Document excerpt:
━━━━
I gave a lecture in honour of G.N. Ramachandran in 2008 in Chennai. The hall was maybe half full. The next year a hall that was about three times as big was packed. What was the difference between 2008 and 2009? My work hadn’t changed. So I think it’s a very strange business.

The fact that he spent his whole scientific career outside India doesn’t seem to matter to many Indians, who simply gravitate towards his Indian origins and the nominal identity and think of him as Indian.

This would be fine if it weren’t for the fact that his success is considered to be the success of an Indian scientist. It’s not.

The reason I bring this up now is this tweet, where you can see a similar problem at play:

https://platform.twitter.com/widgets.js

Like Kaswan points out, Pritish Nandy’s and Tapan Chaki’s selection is flawed at the outset, and can’t be taken seriously for its complete lack of women. But beyond that, there’s also the identity problem. Manjul Bhargava neither studied nor worked in India, ever. Salman Rushdie studied abroad and has lived outside of India for most of his life. Siddhartha Mukherjee only did his schooling in India; he went abroad for his higher education and has been working there since. It’s a similar story with Zubin Mehta.

Many people have skewered Nandy and Chaki on Twitter for ‘packaging’ these people as Indians nonetheless, but to be fair, it is The Economic Times‘s doing, at least because the book’s page on the publisher website only says that these are “leaders who are constantly bringing change not just in India but across the world”.

This being the case, its lack of women – apart from Lata Mangeshkar – is the major problem (judging the book by its cover). In fact, it’s funny that it has been billed as a collector’s item and is set for “private circulation” in a market where the patriarchy that guided its creation is neither.

However, it also bothers me that the newspaper looks at these faces and sees all of them as Indians.

These people are, to me, Indians only in name, and for The Economic Times – or anyone else – to call them “India’s most famous” is offensive (although not for the anti-nationalist nonsense). First, it sets a bar for the sort of fame that begets recognition that’s unjust to the many people who have lived and worked here, who are most familiar with its conditions and, most importantly, whose success represents work that is more meaningful to the country’s status quo and aspirations.

For example, if a mathematician who studied in India and works in India solves a major problem, her life and her views will be of great interest to anyone interested in the conditions in which India excels irrespective of whether someone in the US or Europe thinks so.
━━━━
What to work on:
1. In the commentary on Indian identity, which woman is named as the exception to the book's lack of women?
2. Reproduce the commentary on Indian identity starting at "These people are, to" and ending at "quo and aspirations.".

Point-based annotation records
━━━━
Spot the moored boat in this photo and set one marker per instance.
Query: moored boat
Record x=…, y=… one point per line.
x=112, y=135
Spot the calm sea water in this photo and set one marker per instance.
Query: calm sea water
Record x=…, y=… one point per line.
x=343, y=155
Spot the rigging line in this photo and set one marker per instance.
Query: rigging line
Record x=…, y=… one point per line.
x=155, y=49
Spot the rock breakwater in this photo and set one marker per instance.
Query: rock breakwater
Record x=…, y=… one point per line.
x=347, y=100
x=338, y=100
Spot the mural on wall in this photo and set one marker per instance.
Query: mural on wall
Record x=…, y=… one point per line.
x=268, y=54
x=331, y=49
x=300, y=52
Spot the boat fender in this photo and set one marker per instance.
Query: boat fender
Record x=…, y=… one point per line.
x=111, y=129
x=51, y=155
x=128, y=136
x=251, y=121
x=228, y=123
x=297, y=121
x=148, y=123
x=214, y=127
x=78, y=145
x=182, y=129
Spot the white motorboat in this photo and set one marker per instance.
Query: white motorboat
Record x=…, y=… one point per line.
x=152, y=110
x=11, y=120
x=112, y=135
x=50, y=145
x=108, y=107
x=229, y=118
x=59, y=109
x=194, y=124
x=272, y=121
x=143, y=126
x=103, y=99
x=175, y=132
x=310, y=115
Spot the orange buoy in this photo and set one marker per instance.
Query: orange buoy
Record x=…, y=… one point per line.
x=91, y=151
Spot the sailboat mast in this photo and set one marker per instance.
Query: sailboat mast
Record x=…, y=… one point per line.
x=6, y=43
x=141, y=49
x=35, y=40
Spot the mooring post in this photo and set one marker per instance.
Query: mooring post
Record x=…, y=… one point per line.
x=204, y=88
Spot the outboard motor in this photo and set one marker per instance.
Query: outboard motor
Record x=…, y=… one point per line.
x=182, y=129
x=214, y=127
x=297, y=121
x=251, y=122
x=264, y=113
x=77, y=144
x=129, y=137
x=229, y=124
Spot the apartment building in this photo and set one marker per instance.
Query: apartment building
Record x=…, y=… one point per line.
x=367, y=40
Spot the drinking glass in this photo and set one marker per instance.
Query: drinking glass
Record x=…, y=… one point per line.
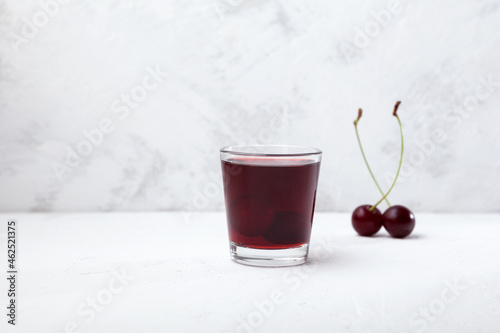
x=270, y=192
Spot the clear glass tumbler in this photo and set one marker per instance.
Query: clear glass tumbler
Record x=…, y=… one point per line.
x=270, y=191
━━━━
Exercise solutions:
1. Lata Mangeshkar

2.
These people are, to me, Indians only in name, and for The Economic Times – or anyone else – to call them “India’s most famous” is offensive (although not for the anti-nationalist nonsense). First, it sets a bar for the sort of fame that begets recognition that’s unjust to the many people who have lived and worked here, who are most familiar with its conditions and, most importantly, whose success represents work that is more meaningful to the country’s status quo and aspirations.